:: Source ::

I had one conversation with one of the screenwriters, Michael Jacobs, and I
asked him while I was writing the script, 'Can you guys give me a hint here? I
want to be true to what you had set up.'
"And his take was, 'We didn't know what any of it
meant.' There was really no answer as to what all this stuff about runic symbols
and the man with the black coat and the strange cowboy boots was all about. This
all came from the director of Part 5. So since no one had any idea as to what
this mysterious man in black or about the symbol on his wrist was about, I was
free to go my own path with it."
|
Dan Farrands, scribe of Halloween: The Curse of Michael Myers |
I've been able to find little on the director of the fifth
Halloween film,
Dominique Othenin-Girard, and even less about his motivations for introducing the cultic elements into the
Halloween franchise. He seemed to indicate that longtime franchise producer
Moustapha Akkad had something to do with this plot device in
an interview with HalloweenMovies.com:
"The 'Man in Black' character was inspired by Mr. Akkad during the filming. His
concern was how to add an additional hook for the next sequel. So I created the
character without knowing his exact origin, created on-the-fly per se. I
considered him as a soul brother to Michael who came from far to get to Michael.
I was conscious enough to give freedom of interpretation to the next team of
creators (for H6) as to who he really is. I was attentive not to lock them in a
too tight position, so they could play that card as they wished. On the set, I
found the idea of the 'mark' (the Thorn tattoo) to link him to Michael and drew
on them and on the wall my own 'Rune'."
|
Dominique Othenin-Girard (top) and Moustapha Akkad (bottom) |
The rune, also known as
Thurisaz and Thurs, was a most curious addition indeed.
Runes were a major part of Germanic and Nordic paganism, having allegedly been given to man by the god
Odin (also known as Wotan), the "All Father" and chief deity of their pantheon.
"He won the knowledge of the Runes, too, by suffering. The Runes were
magical inscriptions, immensely powerful for him who could inscribe them
on anything -- wood, metal, stone. Odin learned them at the cost of
mysterious pain. He says in the Elder Edda that he hung
Nine whole nights on a wind-rocked tree,
Wounded with a spear.
I was offered to Odin, myself to myself,
On that tree of which no man knows.
He passed this hard-won knowledge on to men. They too were able to use the runes to protect themselves."
(Mythology, Eddith Hamilton, pg. 455)
Joseph Campbell offers a less fantastical origin for the runes:
"First of all, we have the evidence of the runic script, which appeared
among the northern tribes directly after Tacitus's time. It is now
thought to have been developed from the Greek alphabet and the
Hellenized Gothic provinces north and northwestward of the Black Sea.
Thence it passed -- possibly by the old trade route up the Danube and
down the Elbe --two southwestern Denmark, where it appears about 250
A.D. and whence the knowledge of it was soon carried to Norway, to
Sweden, and to England. The basic runic stave was of 24 (3×8) letters,
to each of which a magical -- as well as a mystical -- value was
attributed. In England the number of letters was increased to 33; in
Scandinavia, reduced to 16. Monuments and free objects throughout the
field of the German Volkerwanderung bear inscriptions in these various
runic scripts, some telling of malice, others of love. For instance, on a
late seventh century stone standing in Sweden: 'This is the secret
meaning of the runes: I hid here power-runes, undisturbed by evil
witchcraft. In exile shall he die by means of magic art who destroys
this monument.' And on a six-century metal brooch from Germany: 'Boso
wrote the runes -- to thee, Dallina, he gave the clasp.'
"The invention and diffusion of the runes mark a strain of influence
running independently into barbarous German north, from those same
Hellenistic centers out of which, during the same centuries, the
mysteries of Mithra were passing to the Roman armies on the Danube and
the Rhine. We did not know what 'wisdom' was carried with the runes at
that early date, but that in later times their mystic wisdom was of a
generally Neoplatonic, Gnostic-Buddhist order is hardly to be doubted.

:::
:: Items ::

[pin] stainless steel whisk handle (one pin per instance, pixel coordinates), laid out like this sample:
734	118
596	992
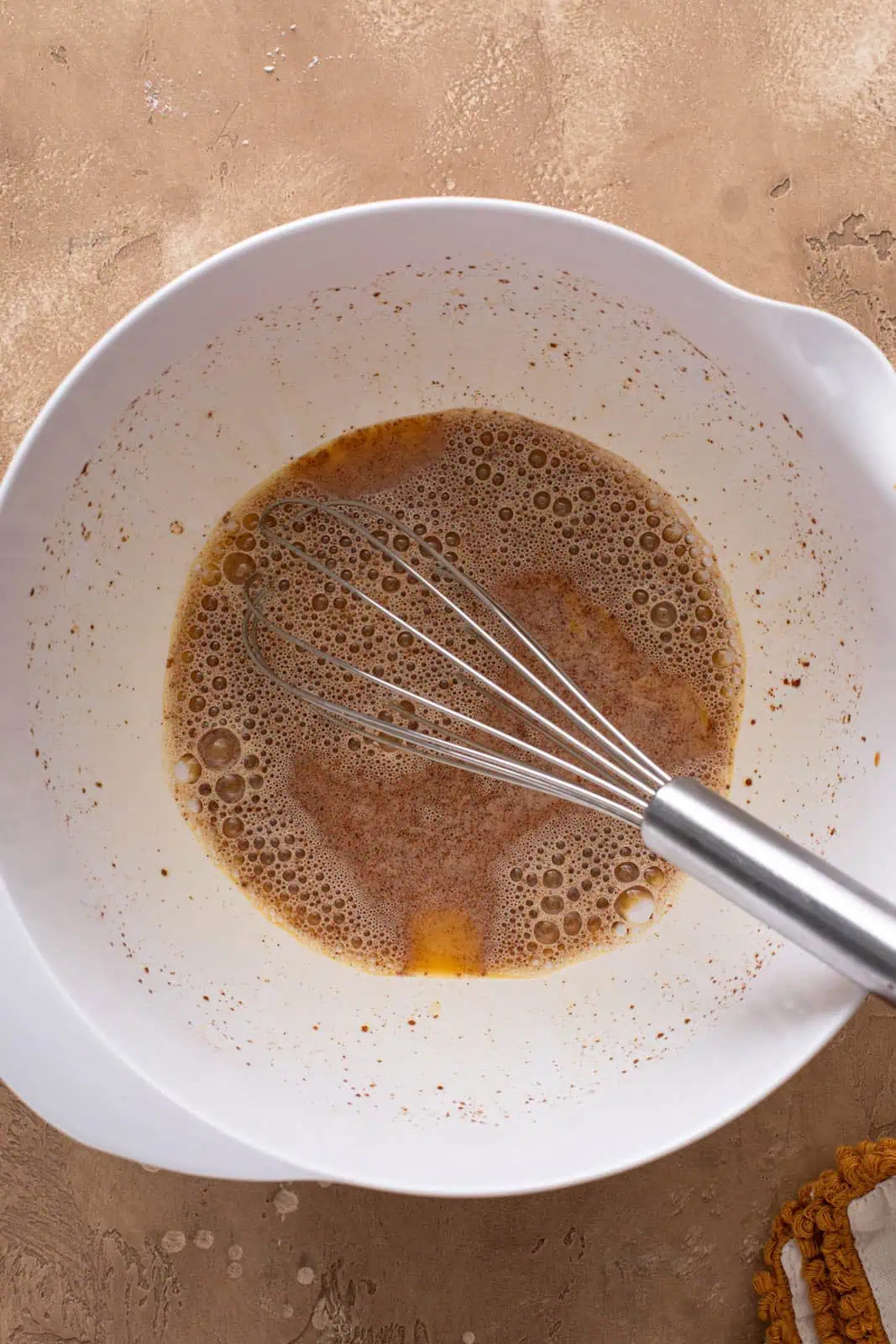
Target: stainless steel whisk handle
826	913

:::
:: Items ::

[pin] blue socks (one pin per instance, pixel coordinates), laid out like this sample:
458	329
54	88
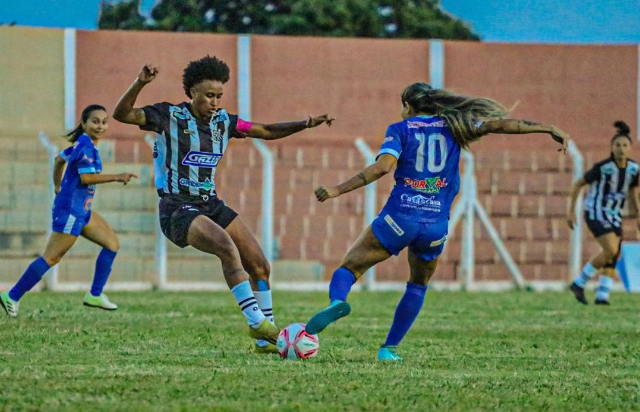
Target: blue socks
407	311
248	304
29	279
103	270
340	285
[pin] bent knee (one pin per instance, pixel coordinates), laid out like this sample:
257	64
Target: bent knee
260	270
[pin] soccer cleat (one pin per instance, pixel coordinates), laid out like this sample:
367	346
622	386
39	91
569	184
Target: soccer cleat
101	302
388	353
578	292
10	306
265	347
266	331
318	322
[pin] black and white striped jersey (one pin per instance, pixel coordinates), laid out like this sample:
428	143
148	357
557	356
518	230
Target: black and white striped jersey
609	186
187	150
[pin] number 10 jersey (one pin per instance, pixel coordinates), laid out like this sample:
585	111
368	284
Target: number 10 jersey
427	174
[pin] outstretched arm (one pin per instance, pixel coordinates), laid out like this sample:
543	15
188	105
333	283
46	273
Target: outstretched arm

:::

Task: In the text about the Halloween films and runes, who inspired the "Man in Black" character?

Response to this task: Moustapha Akkad inspired the character during the filming.